§ Excerpted data

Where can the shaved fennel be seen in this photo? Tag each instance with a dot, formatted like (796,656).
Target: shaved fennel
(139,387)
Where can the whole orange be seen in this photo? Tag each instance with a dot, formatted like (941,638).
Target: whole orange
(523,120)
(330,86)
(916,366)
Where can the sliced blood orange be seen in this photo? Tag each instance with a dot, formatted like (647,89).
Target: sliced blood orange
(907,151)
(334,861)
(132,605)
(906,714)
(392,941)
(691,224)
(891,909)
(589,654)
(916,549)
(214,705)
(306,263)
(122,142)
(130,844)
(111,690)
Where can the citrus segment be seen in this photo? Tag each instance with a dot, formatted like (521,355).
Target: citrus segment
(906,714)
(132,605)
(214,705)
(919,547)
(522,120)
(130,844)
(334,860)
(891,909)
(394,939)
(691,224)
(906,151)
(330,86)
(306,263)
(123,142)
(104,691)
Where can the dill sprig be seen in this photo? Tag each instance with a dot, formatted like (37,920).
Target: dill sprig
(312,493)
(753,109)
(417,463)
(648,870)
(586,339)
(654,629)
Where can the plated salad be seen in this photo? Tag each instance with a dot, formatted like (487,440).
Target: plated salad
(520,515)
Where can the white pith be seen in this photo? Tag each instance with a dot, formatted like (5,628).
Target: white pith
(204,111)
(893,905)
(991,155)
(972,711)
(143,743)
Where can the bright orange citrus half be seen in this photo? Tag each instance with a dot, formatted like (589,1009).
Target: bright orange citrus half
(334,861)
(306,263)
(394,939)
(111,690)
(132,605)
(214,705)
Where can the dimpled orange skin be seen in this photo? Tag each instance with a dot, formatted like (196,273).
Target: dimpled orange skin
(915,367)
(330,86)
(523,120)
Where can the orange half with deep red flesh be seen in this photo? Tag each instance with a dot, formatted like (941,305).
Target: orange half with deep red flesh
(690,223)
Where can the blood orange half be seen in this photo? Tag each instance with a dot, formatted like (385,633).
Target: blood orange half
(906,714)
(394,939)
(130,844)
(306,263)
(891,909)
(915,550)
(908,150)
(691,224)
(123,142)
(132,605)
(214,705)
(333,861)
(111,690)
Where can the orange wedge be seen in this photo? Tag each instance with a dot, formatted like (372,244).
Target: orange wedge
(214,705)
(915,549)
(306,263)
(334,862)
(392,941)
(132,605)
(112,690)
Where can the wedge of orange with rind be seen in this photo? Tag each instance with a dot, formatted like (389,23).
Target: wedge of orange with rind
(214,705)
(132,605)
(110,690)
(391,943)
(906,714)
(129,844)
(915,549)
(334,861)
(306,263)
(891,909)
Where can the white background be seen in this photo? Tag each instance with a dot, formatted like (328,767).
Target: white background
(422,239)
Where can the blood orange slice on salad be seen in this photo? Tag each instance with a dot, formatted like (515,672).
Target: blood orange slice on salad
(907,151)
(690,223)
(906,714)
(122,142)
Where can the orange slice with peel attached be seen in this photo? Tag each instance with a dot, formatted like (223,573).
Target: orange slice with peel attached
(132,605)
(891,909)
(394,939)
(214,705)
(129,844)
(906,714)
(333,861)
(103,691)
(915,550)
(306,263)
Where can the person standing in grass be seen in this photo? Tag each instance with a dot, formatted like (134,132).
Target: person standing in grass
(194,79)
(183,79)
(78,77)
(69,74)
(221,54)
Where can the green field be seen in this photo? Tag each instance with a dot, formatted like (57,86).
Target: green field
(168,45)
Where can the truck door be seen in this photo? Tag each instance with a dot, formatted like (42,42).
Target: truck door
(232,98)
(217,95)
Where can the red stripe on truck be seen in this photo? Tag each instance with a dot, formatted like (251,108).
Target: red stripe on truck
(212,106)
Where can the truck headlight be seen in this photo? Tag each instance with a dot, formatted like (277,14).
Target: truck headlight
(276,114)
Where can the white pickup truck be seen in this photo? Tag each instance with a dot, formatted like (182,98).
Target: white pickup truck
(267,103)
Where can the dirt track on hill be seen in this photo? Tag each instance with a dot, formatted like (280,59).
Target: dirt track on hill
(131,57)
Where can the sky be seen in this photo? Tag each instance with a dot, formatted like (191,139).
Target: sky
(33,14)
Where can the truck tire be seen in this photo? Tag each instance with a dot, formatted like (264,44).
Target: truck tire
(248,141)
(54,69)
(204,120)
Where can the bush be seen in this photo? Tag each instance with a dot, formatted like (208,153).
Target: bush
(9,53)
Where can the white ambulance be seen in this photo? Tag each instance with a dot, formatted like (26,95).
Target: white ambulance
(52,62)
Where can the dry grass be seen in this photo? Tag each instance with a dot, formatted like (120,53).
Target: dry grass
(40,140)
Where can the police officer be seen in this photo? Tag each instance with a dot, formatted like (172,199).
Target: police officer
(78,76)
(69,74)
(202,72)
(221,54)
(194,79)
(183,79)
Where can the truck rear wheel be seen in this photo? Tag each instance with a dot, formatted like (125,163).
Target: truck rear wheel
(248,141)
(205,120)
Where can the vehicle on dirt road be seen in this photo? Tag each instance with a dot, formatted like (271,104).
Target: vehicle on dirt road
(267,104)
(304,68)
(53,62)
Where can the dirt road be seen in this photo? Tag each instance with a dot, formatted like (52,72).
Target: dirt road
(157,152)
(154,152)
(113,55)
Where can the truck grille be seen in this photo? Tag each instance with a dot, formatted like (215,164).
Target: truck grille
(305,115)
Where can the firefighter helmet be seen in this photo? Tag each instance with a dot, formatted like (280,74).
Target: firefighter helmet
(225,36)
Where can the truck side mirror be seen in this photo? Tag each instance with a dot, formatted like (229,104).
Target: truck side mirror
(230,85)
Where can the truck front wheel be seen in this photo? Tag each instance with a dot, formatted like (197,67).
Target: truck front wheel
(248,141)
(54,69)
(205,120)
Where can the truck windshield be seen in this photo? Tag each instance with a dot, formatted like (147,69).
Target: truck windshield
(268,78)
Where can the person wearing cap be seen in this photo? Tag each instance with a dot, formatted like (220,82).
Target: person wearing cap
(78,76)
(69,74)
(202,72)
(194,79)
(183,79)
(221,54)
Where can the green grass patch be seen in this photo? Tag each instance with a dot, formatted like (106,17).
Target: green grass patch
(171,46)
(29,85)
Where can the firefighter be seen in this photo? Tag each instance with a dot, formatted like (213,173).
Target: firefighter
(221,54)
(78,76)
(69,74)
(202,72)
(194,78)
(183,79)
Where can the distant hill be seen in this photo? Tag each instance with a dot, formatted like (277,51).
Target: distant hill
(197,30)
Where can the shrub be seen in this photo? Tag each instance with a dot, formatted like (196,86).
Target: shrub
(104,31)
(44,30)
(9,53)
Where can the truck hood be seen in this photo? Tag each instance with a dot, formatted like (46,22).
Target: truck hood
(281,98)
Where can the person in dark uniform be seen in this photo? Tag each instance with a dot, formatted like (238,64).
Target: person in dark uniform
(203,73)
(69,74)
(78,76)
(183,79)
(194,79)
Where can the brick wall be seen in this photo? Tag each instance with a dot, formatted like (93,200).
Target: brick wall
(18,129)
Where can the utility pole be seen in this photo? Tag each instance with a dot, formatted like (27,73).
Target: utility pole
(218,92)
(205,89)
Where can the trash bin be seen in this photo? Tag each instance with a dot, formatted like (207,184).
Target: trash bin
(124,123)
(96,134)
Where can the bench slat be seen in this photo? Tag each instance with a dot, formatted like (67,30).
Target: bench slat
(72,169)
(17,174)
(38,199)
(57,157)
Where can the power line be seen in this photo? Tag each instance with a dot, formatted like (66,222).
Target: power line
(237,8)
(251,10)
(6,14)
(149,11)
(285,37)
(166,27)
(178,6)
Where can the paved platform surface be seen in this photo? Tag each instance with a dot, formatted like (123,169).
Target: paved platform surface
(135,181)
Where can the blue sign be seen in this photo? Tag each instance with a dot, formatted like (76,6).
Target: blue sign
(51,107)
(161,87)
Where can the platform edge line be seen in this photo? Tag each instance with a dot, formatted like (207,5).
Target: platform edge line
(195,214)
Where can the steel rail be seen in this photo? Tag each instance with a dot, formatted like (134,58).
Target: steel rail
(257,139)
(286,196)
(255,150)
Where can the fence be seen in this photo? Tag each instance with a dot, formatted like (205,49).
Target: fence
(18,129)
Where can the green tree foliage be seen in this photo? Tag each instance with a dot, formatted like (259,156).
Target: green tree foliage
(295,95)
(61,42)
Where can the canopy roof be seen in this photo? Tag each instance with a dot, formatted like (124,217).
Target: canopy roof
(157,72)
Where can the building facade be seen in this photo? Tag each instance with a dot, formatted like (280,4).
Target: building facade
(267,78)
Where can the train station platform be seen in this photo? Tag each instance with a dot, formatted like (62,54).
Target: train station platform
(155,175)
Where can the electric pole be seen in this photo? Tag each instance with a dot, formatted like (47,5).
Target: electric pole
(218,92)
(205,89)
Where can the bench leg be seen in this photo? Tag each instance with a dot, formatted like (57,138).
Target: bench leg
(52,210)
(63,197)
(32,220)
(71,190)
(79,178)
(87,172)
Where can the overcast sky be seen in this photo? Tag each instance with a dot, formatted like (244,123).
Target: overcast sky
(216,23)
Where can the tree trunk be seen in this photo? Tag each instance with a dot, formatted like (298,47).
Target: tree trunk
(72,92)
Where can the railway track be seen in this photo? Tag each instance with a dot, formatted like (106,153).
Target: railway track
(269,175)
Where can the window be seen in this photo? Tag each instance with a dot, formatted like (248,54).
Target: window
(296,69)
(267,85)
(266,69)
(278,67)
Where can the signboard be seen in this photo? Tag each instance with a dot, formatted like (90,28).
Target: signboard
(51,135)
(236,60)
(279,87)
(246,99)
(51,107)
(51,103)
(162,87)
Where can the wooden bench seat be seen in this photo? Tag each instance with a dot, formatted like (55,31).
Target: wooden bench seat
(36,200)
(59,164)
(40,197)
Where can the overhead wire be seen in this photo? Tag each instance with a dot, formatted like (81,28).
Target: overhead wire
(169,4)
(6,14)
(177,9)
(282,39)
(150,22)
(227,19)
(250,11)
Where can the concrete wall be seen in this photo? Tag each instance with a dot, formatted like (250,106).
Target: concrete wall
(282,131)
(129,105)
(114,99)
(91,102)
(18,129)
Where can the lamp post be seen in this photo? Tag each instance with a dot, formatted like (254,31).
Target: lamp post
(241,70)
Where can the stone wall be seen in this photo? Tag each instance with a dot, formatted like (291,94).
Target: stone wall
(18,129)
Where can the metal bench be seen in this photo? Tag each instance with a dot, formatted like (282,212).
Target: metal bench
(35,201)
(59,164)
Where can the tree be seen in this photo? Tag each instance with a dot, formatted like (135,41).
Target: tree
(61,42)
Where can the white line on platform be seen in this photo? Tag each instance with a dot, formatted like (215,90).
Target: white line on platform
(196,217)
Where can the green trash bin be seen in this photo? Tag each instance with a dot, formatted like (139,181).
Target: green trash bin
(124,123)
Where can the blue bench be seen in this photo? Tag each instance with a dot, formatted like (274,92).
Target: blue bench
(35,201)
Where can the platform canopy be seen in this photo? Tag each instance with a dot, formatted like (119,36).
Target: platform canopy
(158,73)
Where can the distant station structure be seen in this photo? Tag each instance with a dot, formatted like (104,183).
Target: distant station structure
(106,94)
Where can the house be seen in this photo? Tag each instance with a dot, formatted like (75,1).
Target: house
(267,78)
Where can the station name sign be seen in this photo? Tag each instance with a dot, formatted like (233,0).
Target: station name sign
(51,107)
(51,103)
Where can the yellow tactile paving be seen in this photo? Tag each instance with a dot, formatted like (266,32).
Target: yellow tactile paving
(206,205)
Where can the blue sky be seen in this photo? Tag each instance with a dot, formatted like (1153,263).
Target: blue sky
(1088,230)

§ Requirement
Repeat only the lines from the one holding "Where can the blue bench" through the last line of the data.

§ The answer
Where can the blue bench be seen in this photo? Tag each instance with a dot, formatted like (274,92).
Target: blue bench
(35,201)
Where can the platform canopy be seen in this photo? Tag each instance with a dot, formatted like (119,36).
Target: platform canopy
(158,73)
Where can the distant station structure be seen in this photo? Tag each instance with a dot, formatted like (104,183).
Target: distant station structure
(106,94)
Where can the house be seen in this photo? Tag each instance with a dot, formatted like (75,1).
Target: house
(267,78)
Where can the station name sign be seen in this photo? Tag each instance with a dot, formatted like (233,0).
Target: station name sign
(51,107)
(51,103)
Where can the yellow tactile paving be seen in this photo? Tag each instance with a dot, formatted like (266,32).
Target: yellow tactile paving
(206,205)
Where can the blue sky be seen in this photo? Tag each instance with a dot, formatted like (1153,263).
Target: blue sky
(1088,230)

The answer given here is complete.